Convert the material below into a JSON array of strings, with one string per line and any blank lines omitted.

— BEGIN Data for this task —

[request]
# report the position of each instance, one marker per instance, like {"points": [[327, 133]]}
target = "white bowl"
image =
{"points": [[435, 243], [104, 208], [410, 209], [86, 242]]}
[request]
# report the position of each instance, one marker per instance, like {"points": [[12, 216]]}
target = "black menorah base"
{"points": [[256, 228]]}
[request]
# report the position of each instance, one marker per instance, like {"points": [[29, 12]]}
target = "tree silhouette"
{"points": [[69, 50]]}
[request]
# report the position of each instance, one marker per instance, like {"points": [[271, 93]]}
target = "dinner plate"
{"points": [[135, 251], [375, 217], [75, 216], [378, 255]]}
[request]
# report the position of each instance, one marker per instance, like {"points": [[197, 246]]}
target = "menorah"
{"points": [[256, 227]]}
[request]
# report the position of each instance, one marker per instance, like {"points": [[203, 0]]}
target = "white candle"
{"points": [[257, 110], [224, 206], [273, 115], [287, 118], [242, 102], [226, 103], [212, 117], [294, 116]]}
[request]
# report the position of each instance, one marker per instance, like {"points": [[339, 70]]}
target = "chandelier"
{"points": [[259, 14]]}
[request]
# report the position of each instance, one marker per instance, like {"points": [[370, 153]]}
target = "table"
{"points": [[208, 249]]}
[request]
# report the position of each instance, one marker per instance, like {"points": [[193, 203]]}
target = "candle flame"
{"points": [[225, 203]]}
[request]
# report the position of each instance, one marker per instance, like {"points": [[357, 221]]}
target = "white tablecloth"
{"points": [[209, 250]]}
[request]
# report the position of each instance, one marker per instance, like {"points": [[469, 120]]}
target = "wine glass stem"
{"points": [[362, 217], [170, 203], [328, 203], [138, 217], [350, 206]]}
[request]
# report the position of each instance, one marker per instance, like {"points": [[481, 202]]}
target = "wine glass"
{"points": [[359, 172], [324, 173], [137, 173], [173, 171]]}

— END Data for this task —

» **Solution to this exercise**
[
  "[request]",
  "# report the position of each instance, one marker per instance, like {\"points\": [[327, 133]]}",
  "target = \"white bowl\"",
  "image =",
  "{\"points\": [[435, 243], [104, 208], [410, 209], [86, 242]]}",
  "[request]",
  "# report the position of each instance, one marker per instance, like {\"points\": [[12, 216]]}",
  "target = \"black menorah base\"",
  "{\"points\": [[256, 228]]}",
  "[request]",
  "# report the position of each instance, one marker per instance, like {\"points\": [[29, 12]]}",
  "target = \"tree silhouette\"",
  "{\"points\": [[69, 50]]}",
  "[request]",
  "# report the position of each instance, one marker per instance, like {\"points\": [[271, 93]]}",
  "target = \"dinner plate\"",
  "{\"points\": [[135, 251], [375, 217], [75, 216], [378, 255]]}",
  "[request]",
  "# report the position of each instance, one marker per instance, like {\"points\": [[197, 246]]}",
  "target = \"menorah\"",
  "{\"points\": [[256, 227]]}",
  "[request]",
  "# report the position of each instance, one marker per instance, like {\"points\": [[203, 0]]}",
  "target = \"white candle\"",
  "{\"points\": [[257, 110], [224, 206], [273, 115], [287, 118], [242, 102], [226, 103], [212, 117], [294, 116]]}",
  "[request]",
  "# report the position of each instance, one marker per instance, like {\"points\": [[339, 70]]}",
  "target = \"chandelier\"",
  "{\"points\": [[259, 14]]}",
  "[request]",
  "# report the position of each instance, one marker per instance, like {\"points\": [[370, 153]]}",
  "target = \"table\"",
  "{\"points\": [[208, 249]]}",
  "[request]",
  "# report the position of each instance, one marker per instance, like {\"points\": [[193, 203]]}",
  "target = \"candle flame\"",
  "{\"points\": [[225, 203]]}",
  "[request]",
  "# report the position of each instance, one marker per instance, like {\"points\": [[357, 221]]}",
  "target = \"white tablecloth\"",
  "{\"points\": [[209, 250]]}",
  "[request]",
  "# report the position of each instance, one marker per instance, like {\"points\": [[469, 120]]}",
  "target = \"wine glass stem\"",
  "{\"points\": [[362, 217], [170, 203], [328, 203], [138, 217], [350, 206]]}",
  "[request]",
  "# report the position of each instance, one marker per instance, like {\"points\": [[481, 202]]}",
  "target = \"wine glass\"",
  "{\"points\": [[359, 172], [324, 173], [137, 173], [173, 171]]}"
]